▸ **Direction**: Filter the listing below down to the lines that contain the word "person", and copy each of those lines.

┄┄┄┄┄┄┄┄┄┄┄┄┄┄┄┄┄┄┄┄

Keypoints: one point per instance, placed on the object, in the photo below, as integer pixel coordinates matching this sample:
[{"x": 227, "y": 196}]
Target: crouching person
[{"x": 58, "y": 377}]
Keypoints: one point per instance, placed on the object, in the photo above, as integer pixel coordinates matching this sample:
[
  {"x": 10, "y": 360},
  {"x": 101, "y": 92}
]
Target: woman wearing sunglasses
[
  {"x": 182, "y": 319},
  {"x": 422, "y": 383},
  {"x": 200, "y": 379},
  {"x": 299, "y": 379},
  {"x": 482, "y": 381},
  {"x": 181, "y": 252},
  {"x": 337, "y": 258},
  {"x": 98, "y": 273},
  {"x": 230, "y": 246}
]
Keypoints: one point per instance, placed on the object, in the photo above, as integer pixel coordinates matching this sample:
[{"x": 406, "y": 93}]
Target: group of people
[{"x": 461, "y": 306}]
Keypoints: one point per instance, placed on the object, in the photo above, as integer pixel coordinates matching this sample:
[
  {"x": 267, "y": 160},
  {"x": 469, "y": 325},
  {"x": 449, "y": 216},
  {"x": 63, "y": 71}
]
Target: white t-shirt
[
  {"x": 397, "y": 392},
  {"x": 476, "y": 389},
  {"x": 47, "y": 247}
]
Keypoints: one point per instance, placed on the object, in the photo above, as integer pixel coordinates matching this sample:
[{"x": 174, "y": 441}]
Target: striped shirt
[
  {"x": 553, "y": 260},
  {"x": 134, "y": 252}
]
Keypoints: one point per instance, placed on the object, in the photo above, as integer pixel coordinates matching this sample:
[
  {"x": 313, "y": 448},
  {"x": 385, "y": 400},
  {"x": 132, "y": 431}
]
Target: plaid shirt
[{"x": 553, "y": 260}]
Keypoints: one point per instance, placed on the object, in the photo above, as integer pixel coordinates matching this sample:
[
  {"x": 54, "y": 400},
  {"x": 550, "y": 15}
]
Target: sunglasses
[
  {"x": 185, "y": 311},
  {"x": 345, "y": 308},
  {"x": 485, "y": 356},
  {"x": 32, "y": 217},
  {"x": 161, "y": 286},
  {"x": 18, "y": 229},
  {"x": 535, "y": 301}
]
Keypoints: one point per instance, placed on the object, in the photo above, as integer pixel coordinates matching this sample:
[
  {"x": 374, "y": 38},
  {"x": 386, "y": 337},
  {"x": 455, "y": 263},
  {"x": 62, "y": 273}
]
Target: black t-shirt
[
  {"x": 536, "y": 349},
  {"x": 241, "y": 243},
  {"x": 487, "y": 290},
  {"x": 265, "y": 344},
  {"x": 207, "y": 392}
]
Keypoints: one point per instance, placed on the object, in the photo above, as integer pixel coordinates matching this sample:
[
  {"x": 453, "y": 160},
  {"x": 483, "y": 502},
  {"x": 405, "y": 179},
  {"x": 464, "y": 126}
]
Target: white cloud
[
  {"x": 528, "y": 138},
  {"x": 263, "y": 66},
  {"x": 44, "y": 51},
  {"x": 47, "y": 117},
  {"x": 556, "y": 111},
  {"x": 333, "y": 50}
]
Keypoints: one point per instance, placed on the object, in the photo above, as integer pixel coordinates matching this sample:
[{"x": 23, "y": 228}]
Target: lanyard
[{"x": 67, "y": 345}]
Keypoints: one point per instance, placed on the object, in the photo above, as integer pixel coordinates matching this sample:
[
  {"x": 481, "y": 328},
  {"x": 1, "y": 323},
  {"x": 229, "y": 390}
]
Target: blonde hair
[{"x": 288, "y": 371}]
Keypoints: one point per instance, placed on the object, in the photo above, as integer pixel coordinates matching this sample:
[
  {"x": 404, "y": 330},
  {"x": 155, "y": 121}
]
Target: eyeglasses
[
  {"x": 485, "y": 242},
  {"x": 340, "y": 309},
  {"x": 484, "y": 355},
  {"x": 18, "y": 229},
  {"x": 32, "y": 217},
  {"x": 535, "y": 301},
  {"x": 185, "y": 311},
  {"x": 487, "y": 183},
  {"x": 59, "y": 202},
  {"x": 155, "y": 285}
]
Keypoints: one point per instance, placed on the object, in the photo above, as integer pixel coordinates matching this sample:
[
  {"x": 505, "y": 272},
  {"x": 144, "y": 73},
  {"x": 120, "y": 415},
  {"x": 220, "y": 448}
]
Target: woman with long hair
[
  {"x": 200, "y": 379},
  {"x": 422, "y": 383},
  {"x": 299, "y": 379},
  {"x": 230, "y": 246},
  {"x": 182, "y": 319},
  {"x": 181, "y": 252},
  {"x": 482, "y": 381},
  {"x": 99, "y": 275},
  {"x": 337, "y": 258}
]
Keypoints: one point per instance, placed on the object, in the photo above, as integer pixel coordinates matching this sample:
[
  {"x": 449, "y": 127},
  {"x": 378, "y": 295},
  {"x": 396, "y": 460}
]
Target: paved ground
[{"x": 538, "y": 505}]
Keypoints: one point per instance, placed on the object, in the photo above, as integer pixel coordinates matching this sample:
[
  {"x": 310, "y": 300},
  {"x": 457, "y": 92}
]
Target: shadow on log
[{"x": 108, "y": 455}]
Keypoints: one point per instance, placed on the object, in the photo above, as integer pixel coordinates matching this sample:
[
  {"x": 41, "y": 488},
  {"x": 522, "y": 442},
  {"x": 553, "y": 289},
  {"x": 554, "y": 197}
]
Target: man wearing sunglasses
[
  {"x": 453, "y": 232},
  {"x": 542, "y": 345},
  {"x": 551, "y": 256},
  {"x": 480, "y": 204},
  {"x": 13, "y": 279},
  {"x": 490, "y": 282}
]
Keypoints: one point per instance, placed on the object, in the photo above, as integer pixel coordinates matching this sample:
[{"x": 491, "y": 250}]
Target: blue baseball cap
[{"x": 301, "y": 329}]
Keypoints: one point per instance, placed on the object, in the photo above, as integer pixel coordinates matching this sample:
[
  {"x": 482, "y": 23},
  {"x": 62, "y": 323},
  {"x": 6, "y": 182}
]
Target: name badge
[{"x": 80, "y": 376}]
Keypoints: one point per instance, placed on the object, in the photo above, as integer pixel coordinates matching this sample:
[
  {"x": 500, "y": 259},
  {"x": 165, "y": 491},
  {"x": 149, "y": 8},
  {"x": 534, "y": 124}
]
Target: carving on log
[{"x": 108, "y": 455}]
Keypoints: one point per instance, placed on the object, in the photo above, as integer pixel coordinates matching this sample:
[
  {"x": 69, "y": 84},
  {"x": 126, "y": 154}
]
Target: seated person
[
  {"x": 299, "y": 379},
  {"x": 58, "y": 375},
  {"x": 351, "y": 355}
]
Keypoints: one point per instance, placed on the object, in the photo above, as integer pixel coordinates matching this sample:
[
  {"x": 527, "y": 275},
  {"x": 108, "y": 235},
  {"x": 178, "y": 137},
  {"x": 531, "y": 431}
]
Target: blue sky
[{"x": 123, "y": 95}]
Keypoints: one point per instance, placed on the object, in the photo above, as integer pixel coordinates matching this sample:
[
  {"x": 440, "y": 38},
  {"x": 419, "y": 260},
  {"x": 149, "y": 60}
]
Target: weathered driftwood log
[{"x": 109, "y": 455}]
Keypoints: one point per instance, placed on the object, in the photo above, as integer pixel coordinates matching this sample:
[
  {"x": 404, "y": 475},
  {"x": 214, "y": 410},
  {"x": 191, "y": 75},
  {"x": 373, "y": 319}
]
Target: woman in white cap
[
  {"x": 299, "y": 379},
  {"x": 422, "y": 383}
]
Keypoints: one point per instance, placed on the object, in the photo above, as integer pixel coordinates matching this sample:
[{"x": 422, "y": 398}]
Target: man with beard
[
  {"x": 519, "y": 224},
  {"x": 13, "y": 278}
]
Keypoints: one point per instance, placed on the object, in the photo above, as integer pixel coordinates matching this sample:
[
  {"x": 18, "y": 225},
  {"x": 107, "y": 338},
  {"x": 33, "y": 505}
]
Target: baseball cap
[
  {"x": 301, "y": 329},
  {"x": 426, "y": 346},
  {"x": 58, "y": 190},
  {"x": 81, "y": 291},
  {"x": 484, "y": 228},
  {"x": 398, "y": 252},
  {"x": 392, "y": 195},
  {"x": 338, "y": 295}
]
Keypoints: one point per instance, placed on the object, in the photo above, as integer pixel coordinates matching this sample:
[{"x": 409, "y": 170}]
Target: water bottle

┄┄┄┄┄┄┄┄┄┄┄┄┄┄┄┄┄┄┄┄

▸ **The answer**:
Target: crouching person
Target: seated person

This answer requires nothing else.